[Coordinate labeling data]
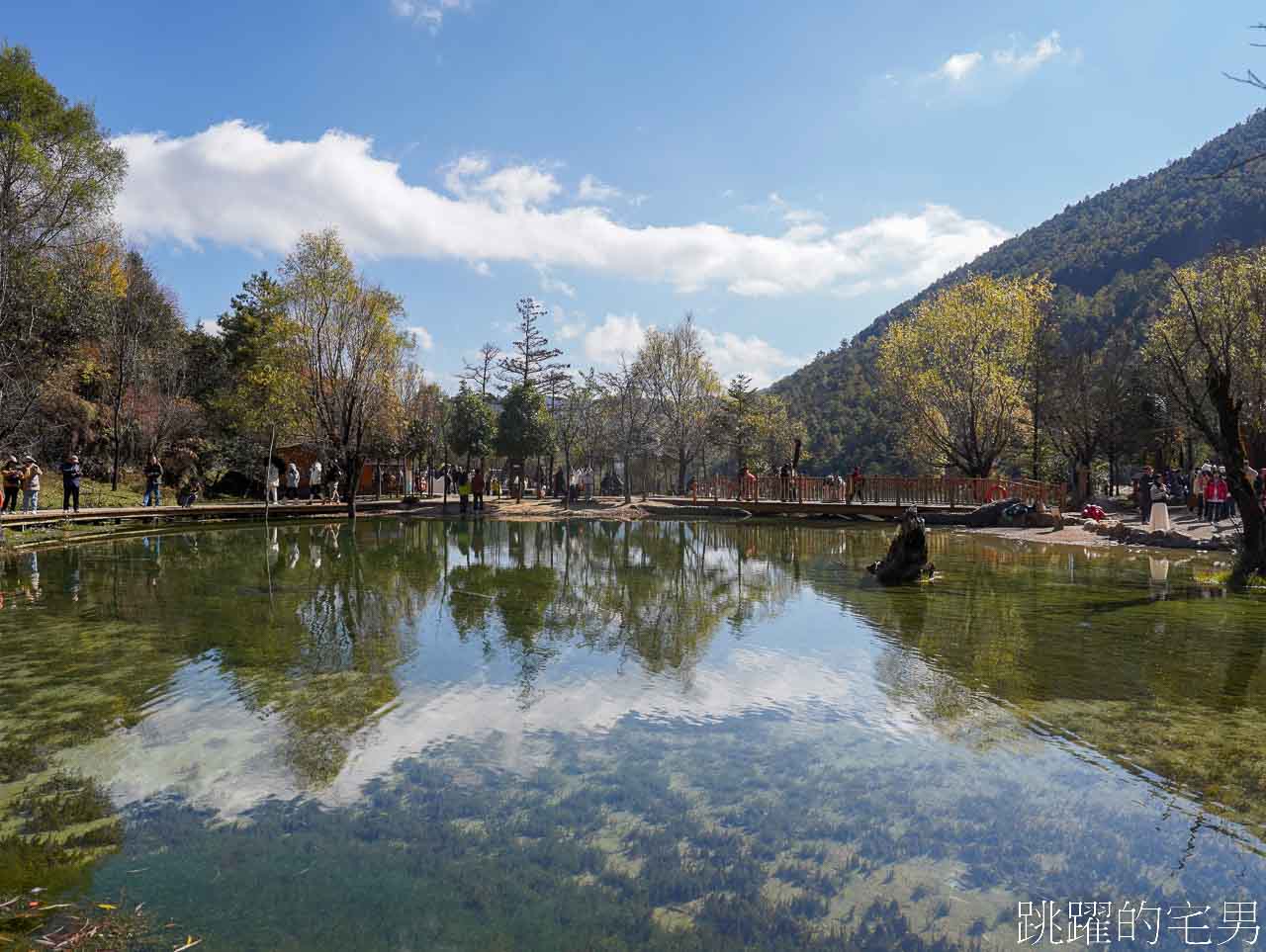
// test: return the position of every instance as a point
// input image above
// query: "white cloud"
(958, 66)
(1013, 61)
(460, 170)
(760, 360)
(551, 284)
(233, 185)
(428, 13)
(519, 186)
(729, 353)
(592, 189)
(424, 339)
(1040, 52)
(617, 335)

==

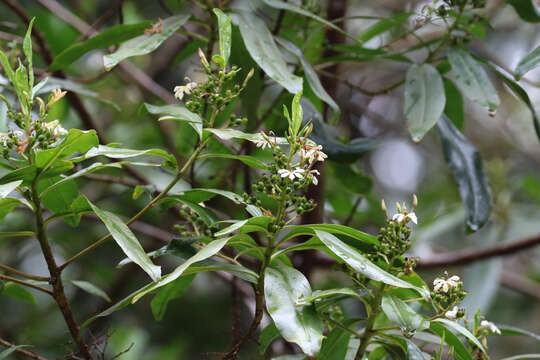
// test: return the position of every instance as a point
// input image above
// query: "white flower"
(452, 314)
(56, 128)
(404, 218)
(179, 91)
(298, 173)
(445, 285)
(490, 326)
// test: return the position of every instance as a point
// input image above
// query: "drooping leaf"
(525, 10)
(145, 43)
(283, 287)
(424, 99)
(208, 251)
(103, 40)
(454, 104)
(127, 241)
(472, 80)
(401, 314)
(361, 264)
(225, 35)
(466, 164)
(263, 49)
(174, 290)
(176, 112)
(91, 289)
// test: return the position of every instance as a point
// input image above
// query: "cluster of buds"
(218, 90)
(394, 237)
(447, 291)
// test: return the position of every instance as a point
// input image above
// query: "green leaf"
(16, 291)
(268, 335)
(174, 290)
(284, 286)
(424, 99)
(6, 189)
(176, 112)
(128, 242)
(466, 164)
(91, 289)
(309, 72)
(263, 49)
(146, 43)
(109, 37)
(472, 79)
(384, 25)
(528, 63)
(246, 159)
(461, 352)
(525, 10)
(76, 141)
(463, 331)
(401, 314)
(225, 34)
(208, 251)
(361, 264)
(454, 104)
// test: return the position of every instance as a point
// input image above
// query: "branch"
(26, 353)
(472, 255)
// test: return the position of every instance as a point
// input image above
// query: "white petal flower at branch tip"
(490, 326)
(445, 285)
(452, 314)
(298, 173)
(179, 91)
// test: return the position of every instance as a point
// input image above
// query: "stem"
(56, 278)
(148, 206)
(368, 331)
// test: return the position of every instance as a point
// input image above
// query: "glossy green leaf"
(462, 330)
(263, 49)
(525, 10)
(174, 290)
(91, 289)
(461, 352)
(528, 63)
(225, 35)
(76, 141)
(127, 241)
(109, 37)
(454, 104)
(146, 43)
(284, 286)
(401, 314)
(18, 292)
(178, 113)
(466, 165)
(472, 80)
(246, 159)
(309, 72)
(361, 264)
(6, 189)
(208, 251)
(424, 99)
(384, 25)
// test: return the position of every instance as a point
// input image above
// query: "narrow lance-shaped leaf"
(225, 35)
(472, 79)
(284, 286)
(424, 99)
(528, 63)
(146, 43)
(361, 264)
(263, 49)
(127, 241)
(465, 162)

• _What you should do_:
Count the lines of the records above that contain the string "query", treating uppercase and lowercase as different, and reply with only the number.

• _Result below_:
10